■ **What to do**: Starting at the line that contains "Locate the brown", restate every line word for word through the end of the entries.

■ **Spatial localization data**:
________________________________________

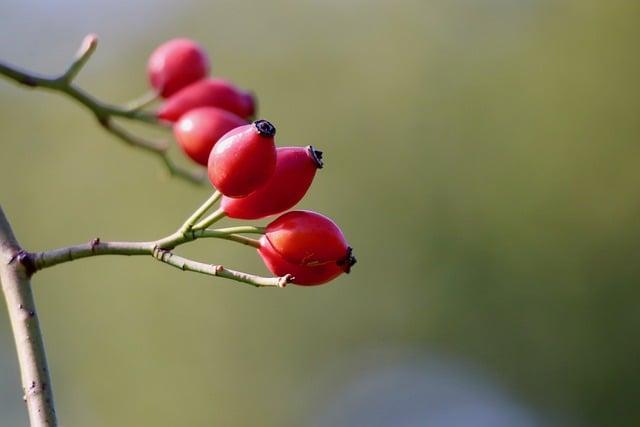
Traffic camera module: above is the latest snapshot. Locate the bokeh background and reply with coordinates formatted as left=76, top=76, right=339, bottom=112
left=1, top=0, right=639, bottom=426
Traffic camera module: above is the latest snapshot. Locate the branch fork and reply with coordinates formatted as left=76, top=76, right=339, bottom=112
left=0, top=34, right=205, bottom=184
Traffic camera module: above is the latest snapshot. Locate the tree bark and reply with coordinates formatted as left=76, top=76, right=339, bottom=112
left=0, top=205, right=57, bottom=427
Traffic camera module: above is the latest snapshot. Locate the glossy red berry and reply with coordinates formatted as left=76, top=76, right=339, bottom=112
left=220, top=146, right=323, bottom=219
left=148, top=38, right=209, bottom=98
left=173, top=107, right=247, bottom=166
left=257, top=211, right=356, bottom=285
left=207, top=120, right=277, bottom=197
left=264, top=211, right=351, bottom=265
left=157, top=78, right=255, bottom=122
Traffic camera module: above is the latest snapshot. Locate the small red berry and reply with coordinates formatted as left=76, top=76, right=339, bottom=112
left=148, top=38, right=209, bottom=98
left=220, top=146, right=323, bottom=219
left=207, top=120, right=277, bottom=197
left=257, top=212, right=356, bottom=286
left=157, top=78, right=256, bottom=122
left=173, top=107, right=247, bottom=166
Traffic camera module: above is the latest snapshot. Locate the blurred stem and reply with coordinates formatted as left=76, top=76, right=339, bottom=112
left=0, top=34, right=204, bottom=185
left=124, top=90, right=159, bottom=112
left=0, top=205, right=57, bottom=427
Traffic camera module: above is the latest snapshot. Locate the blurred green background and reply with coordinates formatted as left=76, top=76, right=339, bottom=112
left=1, top=0, right=639, bottom=426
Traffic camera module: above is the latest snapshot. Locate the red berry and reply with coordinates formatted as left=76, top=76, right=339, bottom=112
left=264, top=210, right=351, bottom=266
left=148, top=38, right=209, bottom=98
left=220, top=146, right=323, bottom=219
left=157, top=78, right=256, bottom=122
left=173, top=107, right=247, bottom=166
left=207, top=120, right=277, bottom=197
left=257, top=211, right=356, bottom=286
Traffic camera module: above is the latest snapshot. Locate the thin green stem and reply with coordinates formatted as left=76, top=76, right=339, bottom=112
left=193, top=207, right=227, bottom=231
left=196, top=231, right=261, bottom=248
left=0, top=61, right=156, bottom=124
left=0, top=34, right=204, bottom=185
left=205, top=226, right=265, bottom=235
left=29, top=231, right=288, bottom=287
left=217, top=234, right=261, bottom=248
left=96, top=119, right=205, bottom=184
left=179, top=191, right=222, bottom=234
left=124, top=90, right=159, bottom=112
left=61, top=34, right=98, bottom=83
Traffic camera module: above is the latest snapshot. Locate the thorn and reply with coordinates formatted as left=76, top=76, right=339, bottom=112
left=90, top=238, right=100, bottom=253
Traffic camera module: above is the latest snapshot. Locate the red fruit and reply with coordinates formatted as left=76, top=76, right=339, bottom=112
left=157, top=78, right=256, bottom=122
left=208, top=120, right=277, bottom=197
left=265, top=211, right=351, bottom=266
left=148, top=38, right=209, bottom=98
left=173, top=107, right=247, bottom=166
left=220, top=146, right=323, bottom=219
left=257, top=211, right=356, bottom=286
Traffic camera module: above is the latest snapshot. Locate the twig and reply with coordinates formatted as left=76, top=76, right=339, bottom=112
left=0, top=34, right=204, bottom=185
left=178, top=191, right=222, bottom=235
left=193, top=207, right=227, bottom=230
left=98, top=119, right=206, bottom=183
left=0, top=206, right=57, bottom=427
left=123, top=90, right=158, bottom=112
left=29, top=227, right=283, bottom=288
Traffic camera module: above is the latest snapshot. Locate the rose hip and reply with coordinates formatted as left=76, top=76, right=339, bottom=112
left=220, top=146, right=323, bottom=219
left=148, top=38, right=209, bottom=98
left=207, top=120, right=277, bottom=198
left=264, top=210, right=350, bottom=266
left=257, top=211, right=356, bottom=286
left=173, top=107, right=247, bottom=166
left=157, top=78, right=255, bottom=122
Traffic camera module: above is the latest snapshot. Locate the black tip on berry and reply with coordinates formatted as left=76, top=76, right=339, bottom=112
left=337, top=247, right=356, bottom=273
left=307, top=146, right=324, bottom=169
left=253, top=119, right=276, bottom=137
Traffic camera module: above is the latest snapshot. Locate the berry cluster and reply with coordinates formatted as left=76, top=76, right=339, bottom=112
left=148, top=38, right=356, bottom=285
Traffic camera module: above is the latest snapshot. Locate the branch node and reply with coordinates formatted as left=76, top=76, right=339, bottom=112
left=11, top=250, right=37, bottom=277
left=89, top=237, right=101, bottom=253
left=278, top=274, right=294, bottom=288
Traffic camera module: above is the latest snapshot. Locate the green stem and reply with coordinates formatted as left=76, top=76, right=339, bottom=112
left=29, top=232, right=286, bottom=287
left=205, top=226, right=265, bottom=235
left=196, top=231, right=261, bottom=248
left=124, top=90, right=159, bottom=112
left=193, top=208, right=227, bottom=231
left=61, top=34, right=98, bottom=84
left=0, top=35, right=205, bottom=185
left=179, top=191, right=222, bottom=234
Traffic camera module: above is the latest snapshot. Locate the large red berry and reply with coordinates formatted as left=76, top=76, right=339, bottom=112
left=220, top=146, right=323, bottom=219
left=257, top=211, right=356, bottom=286
left=157, top=78, right=255, bottom=122
left=264, top=211, right=352, bottom=266
left=148, top=38, right=209, bottom=98
left=173, top=107, right=247, bottom=166
left=208, top=120, right=277, bottom=197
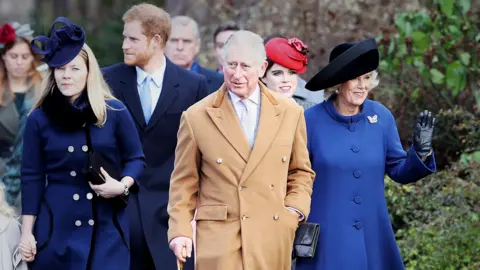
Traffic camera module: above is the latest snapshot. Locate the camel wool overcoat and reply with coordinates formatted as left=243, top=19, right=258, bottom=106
left=168, top=82, right=315, bottom=270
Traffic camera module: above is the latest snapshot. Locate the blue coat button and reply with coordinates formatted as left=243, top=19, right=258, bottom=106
left=354, top=222, right=363, bottom=230
left=353, top=171, right=361, bottom=178
left=352, top=145, right=360, bottom=153
left=349, top=123, right=357, bottom=132
left=354, top=196, right=362, bottom=204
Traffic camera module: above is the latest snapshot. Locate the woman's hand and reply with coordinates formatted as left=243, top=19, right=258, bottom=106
left=413, top=110, right=435, bottom=158
left=89, top=167, right=125, bottom=198
left=19, top=232, right=36, bottom=262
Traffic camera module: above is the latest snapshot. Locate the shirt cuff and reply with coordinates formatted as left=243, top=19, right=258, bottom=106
left=286, top=206, right=305, bottom=221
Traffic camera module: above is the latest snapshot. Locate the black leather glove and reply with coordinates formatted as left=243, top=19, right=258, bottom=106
left=413, top=110, right=435, bottom=158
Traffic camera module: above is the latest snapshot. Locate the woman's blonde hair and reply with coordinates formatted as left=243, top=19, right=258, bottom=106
left=0, top=36, right=43, bottom=106
left=32, top=43, right=117, bottom=126
left=324, top=70, right=380, bottom=99
left=0, top=183, right=16, bottom=218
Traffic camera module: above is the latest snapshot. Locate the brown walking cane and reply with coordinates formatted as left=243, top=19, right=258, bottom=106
left=177, top=246, right=187, bottom=270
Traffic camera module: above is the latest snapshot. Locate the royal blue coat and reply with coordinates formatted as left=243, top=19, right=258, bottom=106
left=296, top=97, right=436, bottom=270
left=21, top=99, right=145, bottom=270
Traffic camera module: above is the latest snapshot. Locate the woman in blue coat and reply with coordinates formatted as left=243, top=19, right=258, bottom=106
left=296, top=38, right=436, bottom=270
left=17, top=17, right=145, bottom=270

________________________________________

■ **Solution**:
Traffic camera module: above is the latest snapshot. Locate the brown walking cane and reply with coordinates formatted as left=243, top=19, right=258, bottom=106
left=177, top=246, right=187, bottom=270
Traffic camera module: above is the latest snapshot. Locate the royal blue coat and reply with coordinates formatted as left=243, top=19, right=258, bottom=106
left=296, top=97, right=436, bottom=270
left=21, top=99, right=145, bottom=270
Traffic camera module: above is the latest snapshot. Locate the woman in blue coat and reply with coordinates formatted as left=243, top=19, right=258, bottom=106
left=296, top=38, right=436, bottom=270
left=17, top=17, right=145, bottom=270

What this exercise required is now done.